CHALLENGE> Reproduce only the stretch of the listing below from the line containing "the hairdresser's fingers" through the line containing "point(186, 183)", switching "photo" to "image" and leaving everything else as it stands.

RECORDS FOR PROCESSING>

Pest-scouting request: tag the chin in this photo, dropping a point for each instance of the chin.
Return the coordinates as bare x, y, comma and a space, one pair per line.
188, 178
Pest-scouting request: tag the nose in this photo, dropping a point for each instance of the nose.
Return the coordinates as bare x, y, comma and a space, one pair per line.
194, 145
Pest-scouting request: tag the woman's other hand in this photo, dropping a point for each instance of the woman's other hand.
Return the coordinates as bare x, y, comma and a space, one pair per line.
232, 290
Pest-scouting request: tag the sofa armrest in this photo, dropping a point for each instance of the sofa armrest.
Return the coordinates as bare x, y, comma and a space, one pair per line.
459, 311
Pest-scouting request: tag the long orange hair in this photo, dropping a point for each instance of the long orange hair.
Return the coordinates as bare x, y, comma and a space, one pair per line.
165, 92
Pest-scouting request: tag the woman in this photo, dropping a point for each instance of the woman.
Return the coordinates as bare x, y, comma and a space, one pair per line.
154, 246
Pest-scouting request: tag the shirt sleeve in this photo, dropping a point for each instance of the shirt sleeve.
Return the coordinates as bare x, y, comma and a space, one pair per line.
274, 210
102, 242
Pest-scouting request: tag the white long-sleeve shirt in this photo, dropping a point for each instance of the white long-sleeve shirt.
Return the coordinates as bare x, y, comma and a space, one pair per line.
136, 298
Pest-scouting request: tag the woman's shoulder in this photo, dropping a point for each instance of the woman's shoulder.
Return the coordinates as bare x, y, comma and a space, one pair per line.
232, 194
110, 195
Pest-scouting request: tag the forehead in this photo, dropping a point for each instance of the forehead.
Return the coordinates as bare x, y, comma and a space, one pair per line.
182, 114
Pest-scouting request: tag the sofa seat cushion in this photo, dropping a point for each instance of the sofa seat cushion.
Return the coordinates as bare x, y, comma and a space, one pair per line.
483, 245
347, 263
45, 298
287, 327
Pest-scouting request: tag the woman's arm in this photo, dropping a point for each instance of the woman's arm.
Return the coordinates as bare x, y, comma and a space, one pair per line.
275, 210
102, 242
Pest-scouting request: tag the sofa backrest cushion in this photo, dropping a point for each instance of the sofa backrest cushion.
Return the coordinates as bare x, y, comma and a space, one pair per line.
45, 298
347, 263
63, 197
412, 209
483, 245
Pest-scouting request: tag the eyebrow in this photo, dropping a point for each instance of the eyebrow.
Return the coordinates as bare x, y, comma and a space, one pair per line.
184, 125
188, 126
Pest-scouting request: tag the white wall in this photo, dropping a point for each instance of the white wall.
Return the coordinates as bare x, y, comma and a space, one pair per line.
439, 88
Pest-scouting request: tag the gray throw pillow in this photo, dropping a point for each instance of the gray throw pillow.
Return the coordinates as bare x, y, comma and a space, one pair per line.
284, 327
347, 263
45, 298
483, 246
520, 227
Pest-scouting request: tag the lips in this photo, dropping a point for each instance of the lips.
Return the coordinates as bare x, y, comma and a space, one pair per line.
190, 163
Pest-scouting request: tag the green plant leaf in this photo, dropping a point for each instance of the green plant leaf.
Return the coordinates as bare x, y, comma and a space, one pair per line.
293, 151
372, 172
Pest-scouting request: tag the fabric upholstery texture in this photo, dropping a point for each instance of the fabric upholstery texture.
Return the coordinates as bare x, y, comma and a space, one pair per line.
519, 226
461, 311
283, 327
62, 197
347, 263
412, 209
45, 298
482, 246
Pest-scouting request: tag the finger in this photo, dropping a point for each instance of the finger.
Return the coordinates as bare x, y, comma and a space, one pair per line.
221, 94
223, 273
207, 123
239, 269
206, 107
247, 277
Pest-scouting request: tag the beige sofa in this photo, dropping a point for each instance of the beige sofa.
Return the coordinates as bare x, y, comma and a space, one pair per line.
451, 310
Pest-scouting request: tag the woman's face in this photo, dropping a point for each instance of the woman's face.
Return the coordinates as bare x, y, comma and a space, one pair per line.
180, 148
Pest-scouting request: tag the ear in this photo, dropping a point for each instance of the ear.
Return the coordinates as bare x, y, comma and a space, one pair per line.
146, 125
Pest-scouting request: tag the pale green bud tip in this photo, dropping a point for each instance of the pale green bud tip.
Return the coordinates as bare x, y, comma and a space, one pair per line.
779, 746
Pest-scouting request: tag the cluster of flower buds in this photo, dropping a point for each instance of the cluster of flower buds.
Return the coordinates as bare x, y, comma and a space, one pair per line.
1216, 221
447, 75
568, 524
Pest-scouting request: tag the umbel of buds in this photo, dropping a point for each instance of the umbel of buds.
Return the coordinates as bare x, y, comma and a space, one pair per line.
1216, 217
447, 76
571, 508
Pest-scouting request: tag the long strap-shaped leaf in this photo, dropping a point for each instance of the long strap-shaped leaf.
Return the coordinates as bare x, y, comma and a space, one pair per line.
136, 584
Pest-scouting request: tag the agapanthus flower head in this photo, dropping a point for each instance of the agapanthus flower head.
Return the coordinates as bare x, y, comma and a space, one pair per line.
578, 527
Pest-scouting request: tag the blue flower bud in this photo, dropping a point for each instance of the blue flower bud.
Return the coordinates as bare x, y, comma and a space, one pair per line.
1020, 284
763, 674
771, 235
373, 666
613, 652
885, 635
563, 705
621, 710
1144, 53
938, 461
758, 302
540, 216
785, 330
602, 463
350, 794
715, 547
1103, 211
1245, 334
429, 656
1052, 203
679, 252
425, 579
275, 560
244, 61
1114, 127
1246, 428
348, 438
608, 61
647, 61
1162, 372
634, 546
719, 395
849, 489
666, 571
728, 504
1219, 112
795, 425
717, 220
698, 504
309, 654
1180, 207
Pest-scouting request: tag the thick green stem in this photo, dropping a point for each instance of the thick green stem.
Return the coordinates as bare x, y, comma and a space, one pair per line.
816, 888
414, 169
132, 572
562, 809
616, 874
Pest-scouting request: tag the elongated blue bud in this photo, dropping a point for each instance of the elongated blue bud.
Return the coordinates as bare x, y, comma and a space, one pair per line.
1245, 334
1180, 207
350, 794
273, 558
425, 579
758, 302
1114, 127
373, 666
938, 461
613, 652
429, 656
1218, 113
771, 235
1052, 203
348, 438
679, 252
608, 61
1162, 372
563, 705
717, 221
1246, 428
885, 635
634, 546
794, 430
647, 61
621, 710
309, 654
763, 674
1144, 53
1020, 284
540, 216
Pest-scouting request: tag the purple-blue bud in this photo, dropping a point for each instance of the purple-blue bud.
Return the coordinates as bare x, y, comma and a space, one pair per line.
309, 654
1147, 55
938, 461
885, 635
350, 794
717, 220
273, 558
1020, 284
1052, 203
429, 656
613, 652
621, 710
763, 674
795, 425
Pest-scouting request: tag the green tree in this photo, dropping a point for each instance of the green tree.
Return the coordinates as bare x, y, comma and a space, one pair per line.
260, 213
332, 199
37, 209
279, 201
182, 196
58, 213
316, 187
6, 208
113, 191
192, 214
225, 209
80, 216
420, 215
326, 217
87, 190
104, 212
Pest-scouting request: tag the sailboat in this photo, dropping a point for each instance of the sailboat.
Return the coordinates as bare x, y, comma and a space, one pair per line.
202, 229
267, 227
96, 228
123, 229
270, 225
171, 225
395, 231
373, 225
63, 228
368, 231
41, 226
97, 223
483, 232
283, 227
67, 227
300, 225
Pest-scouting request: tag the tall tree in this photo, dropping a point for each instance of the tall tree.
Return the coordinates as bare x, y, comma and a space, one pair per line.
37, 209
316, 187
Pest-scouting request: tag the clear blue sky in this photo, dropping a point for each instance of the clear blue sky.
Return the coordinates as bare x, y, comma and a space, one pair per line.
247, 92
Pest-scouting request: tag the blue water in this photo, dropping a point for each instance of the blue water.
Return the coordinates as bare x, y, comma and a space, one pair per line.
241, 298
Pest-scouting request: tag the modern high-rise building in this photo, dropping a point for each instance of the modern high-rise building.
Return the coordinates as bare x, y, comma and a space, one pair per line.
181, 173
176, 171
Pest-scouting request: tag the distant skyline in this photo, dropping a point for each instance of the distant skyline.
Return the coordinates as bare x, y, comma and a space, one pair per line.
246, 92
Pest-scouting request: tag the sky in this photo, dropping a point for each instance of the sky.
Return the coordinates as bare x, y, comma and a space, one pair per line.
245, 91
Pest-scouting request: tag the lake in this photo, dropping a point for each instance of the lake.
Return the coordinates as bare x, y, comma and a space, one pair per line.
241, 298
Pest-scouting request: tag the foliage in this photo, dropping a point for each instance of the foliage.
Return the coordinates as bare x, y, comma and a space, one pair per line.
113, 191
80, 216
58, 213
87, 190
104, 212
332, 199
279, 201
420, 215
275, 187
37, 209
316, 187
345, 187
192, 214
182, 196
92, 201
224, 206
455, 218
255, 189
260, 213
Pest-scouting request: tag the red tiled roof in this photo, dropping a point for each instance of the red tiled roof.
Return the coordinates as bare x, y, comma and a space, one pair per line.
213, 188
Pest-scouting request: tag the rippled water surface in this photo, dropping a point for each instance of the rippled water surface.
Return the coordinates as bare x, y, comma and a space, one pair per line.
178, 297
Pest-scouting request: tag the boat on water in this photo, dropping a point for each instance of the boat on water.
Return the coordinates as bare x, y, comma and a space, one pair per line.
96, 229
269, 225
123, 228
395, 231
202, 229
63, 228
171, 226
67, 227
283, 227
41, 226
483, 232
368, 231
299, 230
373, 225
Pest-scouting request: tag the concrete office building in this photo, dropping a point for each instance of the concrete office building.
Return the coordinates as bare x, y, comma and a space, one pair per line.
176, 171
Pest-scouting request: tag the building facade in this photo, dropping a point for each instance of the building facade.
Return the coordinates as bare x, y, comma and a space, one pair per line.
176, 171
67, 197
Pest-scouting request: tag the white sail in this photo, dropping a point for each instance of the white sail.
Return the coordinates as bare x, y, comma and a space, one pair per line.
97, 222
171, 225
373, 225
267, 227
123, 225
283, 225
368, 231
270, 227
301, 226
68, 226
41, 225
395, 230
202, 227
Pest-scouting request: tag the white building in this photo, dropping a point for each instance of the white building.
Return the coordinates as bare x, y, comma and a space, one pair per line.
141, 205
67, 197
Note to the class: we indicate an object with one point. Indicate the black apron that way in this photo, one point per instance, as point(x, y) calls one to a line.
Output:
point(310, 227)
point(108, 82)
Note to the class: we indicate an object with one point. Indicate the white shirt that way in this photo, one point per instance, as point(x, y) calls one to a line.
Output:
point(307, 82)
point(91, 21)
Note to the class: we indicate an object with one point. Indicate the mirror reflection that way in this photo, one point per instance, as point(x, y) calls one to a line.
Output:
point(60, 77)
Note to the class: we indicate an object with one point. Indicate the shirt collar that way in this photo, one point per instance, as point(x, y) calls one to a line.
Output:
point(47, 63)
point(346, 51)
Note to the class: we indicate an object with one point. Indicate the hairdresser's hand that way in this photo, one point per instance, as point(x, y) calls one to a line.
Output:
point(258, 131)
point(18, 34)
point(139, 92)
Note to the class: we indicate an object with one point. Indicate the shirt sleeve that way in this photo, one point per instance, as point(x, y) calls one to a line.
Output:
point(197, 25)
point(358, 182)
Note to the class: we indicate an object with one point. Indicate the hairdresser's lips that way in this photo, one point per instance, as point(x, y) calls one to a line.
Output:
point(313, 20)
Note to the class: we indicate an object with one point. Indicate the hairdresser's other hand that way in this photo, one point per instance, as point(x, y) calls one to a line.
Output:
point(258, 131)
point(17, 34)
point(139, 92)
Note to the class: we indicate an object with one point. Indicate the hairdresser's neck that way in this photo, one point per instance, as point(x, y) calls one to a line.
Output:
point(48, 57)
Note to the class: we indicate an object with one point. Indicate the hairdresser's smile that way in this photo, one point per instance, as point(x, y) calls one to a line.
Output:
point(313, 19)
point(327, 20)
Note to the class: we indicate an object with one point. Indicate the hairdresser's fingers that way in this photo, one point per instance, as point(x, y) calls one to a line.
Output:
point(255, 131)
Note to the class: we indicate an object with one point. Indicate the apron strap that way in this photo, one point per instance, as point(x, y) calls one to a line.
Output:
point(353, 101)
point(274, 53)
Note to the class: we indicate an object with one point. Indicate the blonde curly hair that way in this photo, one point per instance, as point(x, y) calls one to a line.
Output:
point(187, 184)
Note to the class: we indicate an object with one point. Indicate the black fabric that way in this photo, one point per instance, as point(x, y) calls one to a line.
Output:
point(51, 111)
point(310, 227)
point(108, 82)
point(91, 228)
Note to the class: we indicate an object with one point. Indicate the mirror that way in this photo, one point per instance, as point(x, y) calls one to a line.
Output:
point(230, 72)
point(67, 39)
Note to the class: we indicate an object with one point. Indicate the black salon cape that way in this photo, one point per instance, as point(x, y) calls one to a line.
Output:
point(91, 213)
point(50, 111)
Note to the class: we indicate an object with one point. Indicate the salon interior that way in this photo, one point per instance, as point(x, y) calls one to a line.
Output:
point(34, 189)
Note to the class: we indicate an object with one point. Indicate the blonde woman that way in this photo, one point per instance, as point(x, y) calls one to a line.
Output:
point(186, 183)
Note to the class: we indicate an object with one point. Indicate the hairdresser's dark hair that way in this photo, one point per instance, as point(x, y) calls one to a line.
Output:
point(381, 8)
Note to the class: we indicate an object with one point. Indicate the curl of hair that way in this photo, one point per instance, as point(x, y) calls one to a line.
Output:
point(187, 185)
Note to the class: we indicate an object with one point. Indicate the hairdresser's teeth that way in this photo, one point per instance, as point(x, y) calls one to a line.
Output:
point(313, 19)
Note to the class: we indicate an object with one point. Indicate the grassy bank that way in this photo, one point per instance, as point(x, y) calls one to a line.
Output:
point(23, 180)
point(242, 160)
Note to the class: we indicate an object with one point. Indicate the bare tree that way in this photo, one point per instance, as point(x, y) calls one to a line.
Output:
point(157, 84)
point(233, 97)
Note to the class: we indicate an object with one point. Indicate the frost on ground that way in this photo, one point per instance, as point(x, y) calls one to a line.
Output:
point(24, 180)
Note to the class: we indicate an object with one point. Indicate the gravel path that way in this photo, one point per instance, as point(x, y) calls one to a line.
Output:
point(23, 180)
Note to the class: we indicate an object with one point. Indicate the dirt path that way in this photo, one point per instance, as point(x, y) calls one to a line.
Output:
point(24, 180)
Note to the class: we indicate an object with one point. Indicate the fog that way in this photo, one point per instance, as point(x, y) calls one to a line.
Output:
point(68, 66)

OUTPUT FOR THIS TASK>
Note to the class: we indicate an object with one point. Indicate the hairdresser's fingers that way in this image, one point per instance, as point(x, y) calls one to a line.
Output:
point(255, 131)
Note to the class: we indicate an object with one point. Indicate the apron strap that way in this image, one point per instance, as point(x, y) calls one to a line.
Output:
point(353, 101)
point(274, 53)
Note to the class: we indicate an object with one point. Indicate the blonde curly hair that way in this image, one point per instance, as point(x, y) calls one to a line.
Output:
point(187, 184)
Note to the class: we indicate an object with one point. Indicate the black fabric that way in this image, one point per instance, as point(x, y) calls one to a line.
Output:
point(51, 111)
point(310, 227)
point(108, 82)
point(91, 228)
Note to the class: we indicate an object with one point. Indicate the mirror that way in this image, one point per instance, as point(x, y) calls one to a line.
Output:
point(230, 72)
point(67, 39)
Note to the class: we indicate an object with one point. Indicate the black salon cape that way in this image, one point per instance, as point(x, y) calls one to a line.
Output:
point(91, 213)
point(50, 111)
Note to the class: we indicate an object with one point. Indicate the salon interior that way in this image, one point per instance, as point(x, y) calls one to a line.
Output:
point(34, 189)
Note to the class: we indicate an object with one point. Indicate the blonde woman that way in this image, one point per instance, as point(x, y) calls one to a line.
Output:
point(186, 183)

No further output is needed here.